_Görev Yönergesi:_
İzmir'deki Sanayi Mektebi'nin tarihçesini anlatan metni, bıraktığı yerden alıp sürdürün.

-------- Okunacak Metin

Bu arada bir zaman sonra da Callea’nın kardeşi Alfred de İzmir’e gelir ve Kışla’ya bağlı askeri bandonun yöneticisi olur. Alfred ve Viktor Callea, birkaç yıl sonra, başarılarından dolayı Beşinci Dereceden Mecidi Nişanı ile ödüllendirilirler. (BOA. Yıldız. Kâmil Paşa Evrakı. / 28 Ağustos 1901)

Bu arada sürdürülen soruşturmayı tamamlayan komisyonun hazırladığı rapor sonucu “Okulun eski Nazırı Ahmed Es’ad Bey’in, okul yararına düzenlenen piyangodan çıkar sağlaması nedeniyle” hakkında dava açılır. (BOA. Dahiliye. Mektubi Kalemi. / 15 Şubat 1902)

1901 yılında verilen derslere “Fransızca” da eklenir. Bu dönemde okulda önemli değişiklikler yaşanır. Fahri Nazır Zühdü Bey zamanında okulun yönetim kadrosu değiştirilir. Yönetim şekli, sanayi ve ders programlarında da yenilikler yapılır. Müdür Tahir Raci Efendi tarafından hazırlanan 175 maddelik okul talimatnamesi valilik makamına sunulur. 83 maddelik bir başka talimatname de 1901 yılında dönemin okul Fahri Nazırı Asım Bey tarafından hazırlanır. Aynı dönemde Tarihi Çarşı Bölgesi’nde yer alan Acem Hanı’nın da okula tahsisli olduğu ve kira gelirinden yararlanıldığı arşiv belgelerinden anlaşılmaktadır. Burada sözü edilen programla ilgili düzenleme çalışmalarına karşın okuldaki eğitim bir türlü nitelikli bir düzene girmez. Bu durum 1915 yılına kadar sürer. O yıl okulun müdürlük görevine atanan, İzmir Milli Kütüphane Müdürü Sezai Bey, zaman geçirmeden ilk ve orta eğitimi içeren dokuz yıllık bir ders programı ile bir iç nizamname hazırlayarak, okulun, valilik gözetiminde, Ticaret ve Ziraat Nezareti’ne bağlanmasını sağlar.

1903 yılına gelindiğinde okulda matbaa hurufatının da imal edildiği görülür. Sözgelimi o dönemde henüz Selânik’te basılmakta olan Asır ve İzmir’de basılan Ahenk ve Hizmet gazeteleri matbaaları için Mekteb-i Sanayi’de yapılan Türkçe harfler gönderilir. (BOA. Dahiliye. Mektubi Kalemi. / 16 Temmuz 1903)

Sanayi Mektebi Piyangosu 1904 yılında da düzenlenir.

Bu yıl içinde okul ve Guraba Hastanesi’ne gelir amacıyla, İzmir Valiliği bir kumpanyadan üç gemi birden alır. (BOA. Yıldız. Mütenevvi Maruzat. / 25 Eylül 1904)

----------------
-------- Sağlanan Veriler

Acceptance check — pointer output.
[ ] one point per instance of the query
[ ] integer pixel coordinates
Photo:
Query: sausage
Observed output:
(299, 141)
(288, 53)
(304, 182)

----------------

_Alıştırma Çıktısı:_
Ancak bu hareket İstanbul’dan onay görmez ve söz konusu gemilerin “Hemen mahallerine gönderilmeleri” istenir. (BOA. Yıldız. Kâmil Paşa Evrakı. / 2 Kasım 1904)

1 Eylül 1905 tarihinde okul binasının bitişiğinde alt katı yemekhane ve üst katı yatakhane olarak inşa edilen yeni bina hizmete girer. Aynı yılın sonunda okul adına düzenlenen piyangoya hükûmetten farklı müdahaleler gelir. O yılın piyangosu Sanayi Mektebi ile İzmir Yahudi Mektebi yararına düzenlenip, gelirin bir bölümü Alliance Israelite adlı Yahudi kuruluşuna bırakılmaktadır. İstanbul’dan gelen uyarı ile bu gelir Hicaz Demiryolu ve İzmir Gurabâ Hastanesi yararına dönüştürülür. (BOA. Yıldız. Kâmil Paşa Evrakı. / 29 Aralık 1905)

Kısa zaman sonra bu kez “Göçmenler için Ziraat Bankası tarafından düzenlenen piyango ile İzmir, Selanik ve Bursa Sanayi Mektepleri ile İzmir Yahudi Mektebi adına düzenlenen piyangolar”ın tamamı yasaklanır. (BOA. İrade. Hususi. / 25 Mart 1906)

İki yıl sonra alınan yeni bir kararla da İzmir’de Sanayi ve Yahudi mektepleriyle, Selanik Mektebi piyangolarının yasaklanırken, göçmenlerin masraf ve barınmaları için Ziraat Bankası tarafından düzenlenen piyangoya geçici olarak izin verilecektir. (BOA. İrade. Ticaret ve Nafia. / 11 Nisan 1906)

Okulun çeşitli başarıları nedeniyle madalya ya da ödül alma geleneği içinde 1906 yılında öğrencilerden İsmail Efendi ile birlikte on altı öğrencinin Sanayi Madalyası almasını görmekteyiz. (BOA. İrade. Taltifat./ 29 Aralık 1906)

Bu söz konusu madalyanın tarihinde oldukça yüksek bir sayıdır. Bir yıl sonra ise okul müdürlüğü görevine, o dönemde (her nedense) okulun bağlı olduğu Orman Nezareti tarafından Necib Efendi atanır. Ancak bu atamaya karşı olan Ahenk Gazetesi İmtiyaz Sahibi Ali Bey’in gösterdiği yoğun muhalefet uzun zaman İzmir’de günün konusu olur.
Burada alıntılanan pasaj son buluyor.